Page extract:
──────────

The depth and style of mainstream reporting on Japan's new prime minister, however, particularly in Western and Japanese media, leaves much of relevance conveniently out of the picture. While reference is nominally made to accusations of Abe's "right-wing," "nationalistic" posture, terms which in any case, without necessary context, reveal precious little of substance, these are commonly couched within the narrative of a "fighting politician" with a "vision of pride," striving to build a "beautiful country" against a backdrop of North Korean kidnappers and a growing Chinese superpower. One may as such be forgiven for wondering why Abe's critics single him out as being "dangerous"; as he himself has said, in response to questions regarding his view of Japanese history: "You refer to me as rather nationalistic, but I say that the person who is not patriotic cannot be the leader of his country." [6] Brian Walsh, writing in Time, notes that, to Abe's supporters, 

[T]he aggressive attitude that critics ... find alarming is just part of Abe's effort to help Japan become a "normal nation," free to act confidently on the global stage. How you view Abe depends on what you think normal means for Japan. [1

This image of a "normal" Japan, intertwined -- deliberately so -- with emotionally-charged concepts of "pride" and "confidence," manipulated in the interest of advancing an agenda of militaristic foreign policy, forms an integral part of Abe's political platform. As noted in a Japan Times editorial: 
 
"He views with disdain the core part of the Preamble of the [Japanese] Constitution, which sets forth Japan's determination to 'preserve our security and existence, trusting in the justice and faith of the peace-loving people of the world.' He calls it a degrading 'signed deed of apology (wabi jomon)' from Japan to the Allied Powers." [8
 
It is no great secret that, to Abe and his supporters, the benchmark "normal" country is, militarily, the very state which demanded this apology, the United States of America. Plans recently unveiled by Abe, reported by Agence France Presse, "to centralize power and turn his office into a sort of White House," with the purported aim "to quicken response in a crisis and better coordinate with Washington," are thus, however ominous, equally unsurprising. [9] Much of this "coordination" revolves on plans to revise Article 9 of the Japanese Constitution, which states, in no uncertain terms, that "land, sea, and air forces, as well as other war potential, will never be maintained. The right of belligerency of the state will not be recognized." [10] One would be hard-pressed to find a more forthright renunciation of state militarism in all its forms.

──────────

Extracted records:

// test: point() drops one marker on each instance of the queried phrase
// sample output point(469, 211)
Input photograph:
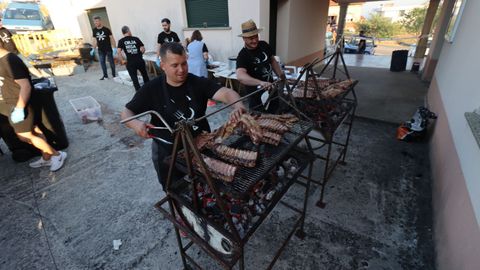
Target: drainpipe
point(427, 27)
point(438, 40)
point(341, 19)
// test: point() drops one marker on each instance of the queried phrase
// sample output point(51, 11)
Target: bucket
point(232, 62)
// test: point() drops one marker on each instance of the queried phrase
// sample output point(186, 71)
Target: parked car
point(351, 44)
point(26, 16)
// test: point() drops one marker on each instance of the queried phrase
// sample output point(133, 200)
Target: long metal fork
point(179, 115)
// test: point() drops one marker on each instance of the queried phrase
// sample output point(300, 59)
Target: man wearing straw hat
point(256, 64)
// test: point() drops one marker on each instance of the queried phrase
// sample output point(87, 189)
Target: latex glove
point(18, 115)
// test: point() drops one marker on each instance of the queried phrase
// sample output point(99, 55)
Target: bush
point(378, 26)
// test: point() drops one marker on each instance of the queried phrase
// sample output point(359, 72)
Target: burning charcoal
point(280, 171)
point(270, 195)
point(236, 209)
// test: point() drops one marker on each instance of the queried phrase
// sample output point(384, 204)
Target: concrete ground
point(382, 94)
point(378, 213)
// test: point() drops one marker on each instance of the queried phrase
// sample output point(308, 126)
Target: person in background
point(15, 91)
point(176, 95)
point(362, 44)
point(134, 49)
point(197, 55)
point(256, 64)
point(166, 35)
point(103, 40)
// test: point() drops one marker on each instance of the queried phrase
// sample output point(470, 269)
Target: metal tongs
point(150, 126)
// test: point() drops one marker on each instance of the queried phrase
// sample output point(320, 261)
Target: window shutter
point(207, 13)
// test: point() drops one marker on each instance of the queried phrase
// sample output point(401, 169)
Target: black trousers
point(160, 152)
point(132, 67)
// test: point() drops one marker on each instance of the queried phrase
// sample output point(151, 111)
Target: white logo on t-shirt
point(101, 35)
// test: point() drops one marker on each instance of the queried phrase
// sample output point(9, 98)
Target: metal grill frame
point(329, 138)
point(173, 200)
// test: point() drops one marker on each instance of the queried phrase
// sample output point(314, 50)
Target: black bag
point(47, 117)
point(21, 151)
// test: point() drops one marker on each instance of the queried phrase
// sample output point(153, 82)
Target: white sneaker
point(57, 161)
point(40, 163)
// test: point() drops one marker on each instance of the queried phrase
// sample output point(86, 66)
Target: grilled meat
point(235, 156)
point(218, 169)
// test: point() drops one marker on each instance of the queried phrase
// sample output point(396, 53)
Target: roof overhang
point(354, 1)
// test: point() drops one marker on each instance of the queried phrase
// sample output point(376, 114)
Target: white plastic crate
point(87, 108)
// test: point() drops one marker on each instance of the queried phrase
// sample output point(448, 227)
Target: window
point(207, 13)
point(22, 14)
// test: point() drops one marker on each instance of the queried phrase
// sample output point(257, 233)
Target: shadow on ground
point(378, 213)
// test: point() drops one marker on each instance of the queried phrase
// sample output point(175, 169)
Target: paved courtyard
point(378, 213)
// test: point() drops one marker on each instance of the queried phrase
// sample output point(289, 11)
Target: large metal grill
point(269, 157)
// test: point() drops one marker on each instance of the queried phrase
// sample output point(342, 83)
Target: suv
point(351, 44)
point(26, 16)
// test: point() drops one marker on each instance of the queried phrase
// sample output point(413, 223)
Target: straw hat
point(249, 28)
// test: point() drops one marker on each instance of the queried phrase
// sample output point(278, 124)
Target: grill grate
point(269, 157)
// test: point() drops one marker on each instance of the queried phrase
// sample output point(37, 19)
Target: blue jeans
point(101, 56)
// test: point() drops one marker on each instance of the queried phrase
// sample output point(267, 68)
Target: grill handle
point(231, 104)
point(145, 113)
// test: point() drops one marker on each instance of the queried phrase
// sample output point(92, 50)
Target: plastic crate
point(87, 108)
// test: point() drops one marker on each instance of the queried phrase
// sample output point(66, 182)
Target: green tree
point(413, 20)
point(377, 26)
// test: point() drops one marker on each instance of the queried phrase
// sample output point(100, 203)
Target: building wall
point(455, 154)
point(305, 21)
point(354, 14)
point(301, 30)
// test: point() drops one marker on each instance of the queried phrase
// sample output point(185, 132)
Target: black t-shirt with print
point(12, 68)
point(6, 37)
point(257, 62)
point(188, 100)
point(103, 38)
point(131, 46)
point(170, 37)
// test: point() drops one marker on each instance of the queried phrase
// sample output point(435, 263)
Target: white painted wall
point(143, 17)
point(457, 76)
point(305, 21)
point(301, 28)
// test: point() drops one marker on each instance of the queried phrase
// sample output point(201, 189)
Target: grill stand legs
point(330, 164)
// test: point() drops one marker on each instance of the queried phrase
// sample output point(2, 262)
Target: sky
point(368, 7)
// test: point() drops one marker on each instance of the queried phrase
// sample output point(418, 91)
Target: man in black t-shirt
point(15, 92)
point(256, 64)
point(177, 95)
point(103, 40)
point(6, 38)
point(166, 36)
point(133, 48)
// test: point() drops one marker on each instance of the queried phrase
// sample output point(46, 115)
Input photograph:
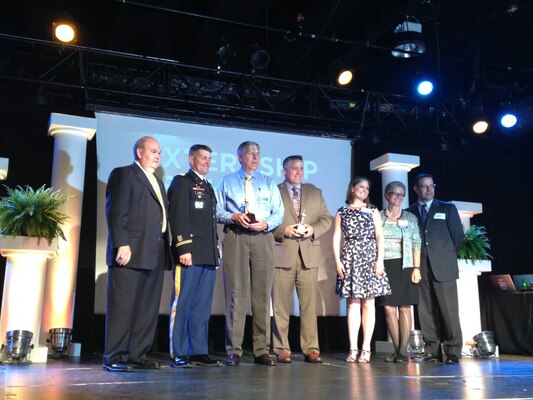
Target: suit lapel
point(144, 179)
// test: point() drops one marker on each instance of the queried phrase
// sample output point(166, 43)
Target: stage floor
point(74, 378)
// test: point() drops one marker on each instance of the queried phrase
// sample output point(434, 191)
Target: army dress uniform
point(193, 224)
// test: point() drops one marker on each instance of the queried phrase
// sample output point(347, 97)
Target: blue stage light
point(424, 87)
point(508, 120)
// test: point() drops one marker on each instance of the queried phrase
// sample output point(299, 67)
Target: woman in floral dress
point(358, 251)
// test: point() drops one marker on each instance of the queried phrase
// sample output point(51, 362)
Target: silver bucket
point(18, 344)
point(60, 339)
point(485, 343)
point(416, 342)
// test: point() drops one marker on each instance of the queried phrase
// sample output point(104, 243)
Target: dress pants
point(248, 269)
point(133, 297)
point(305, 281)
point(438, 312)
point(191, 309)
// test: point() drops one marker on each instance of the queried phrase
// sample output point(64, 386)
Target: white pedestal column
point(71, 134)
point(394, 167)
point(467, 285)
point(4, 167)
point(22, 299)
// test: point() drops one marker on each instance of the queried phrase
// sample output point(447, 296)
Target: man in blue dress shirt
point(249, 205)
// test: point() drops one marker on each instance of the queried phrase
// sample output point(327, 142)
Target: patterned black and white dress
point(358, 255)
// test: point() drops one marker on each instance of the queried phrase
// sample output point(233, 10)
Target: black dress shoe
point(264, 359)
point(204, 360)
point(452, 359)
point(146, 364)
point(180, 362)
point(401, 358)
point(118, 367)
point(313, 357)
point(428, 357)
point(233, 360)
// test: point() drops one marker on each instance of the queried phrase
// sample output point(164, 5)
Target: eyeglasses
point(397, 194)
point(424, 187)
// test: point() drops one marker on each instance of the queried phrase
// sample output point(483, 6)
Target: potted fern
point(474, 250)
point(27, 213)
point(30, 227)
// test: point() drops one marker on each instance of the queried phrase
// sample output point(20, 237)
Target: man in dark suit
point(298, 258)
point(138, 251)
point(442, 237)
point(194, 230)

──────────

Brief:
Answer these questions about the passage on Japan's new prime minister, one per line:
1. In which publication did Brian Walsh write about Abe's supporters?
2. What does Abe call the core part of the Preamble of the Japanese Constitution?
3. Which article of the Japanese Constitution do the revision plans target?

Task output:
1. Time
2. A degrading "signed deed of apology (wabi jomon)" from Japan to the Allied Powers
3. Article 9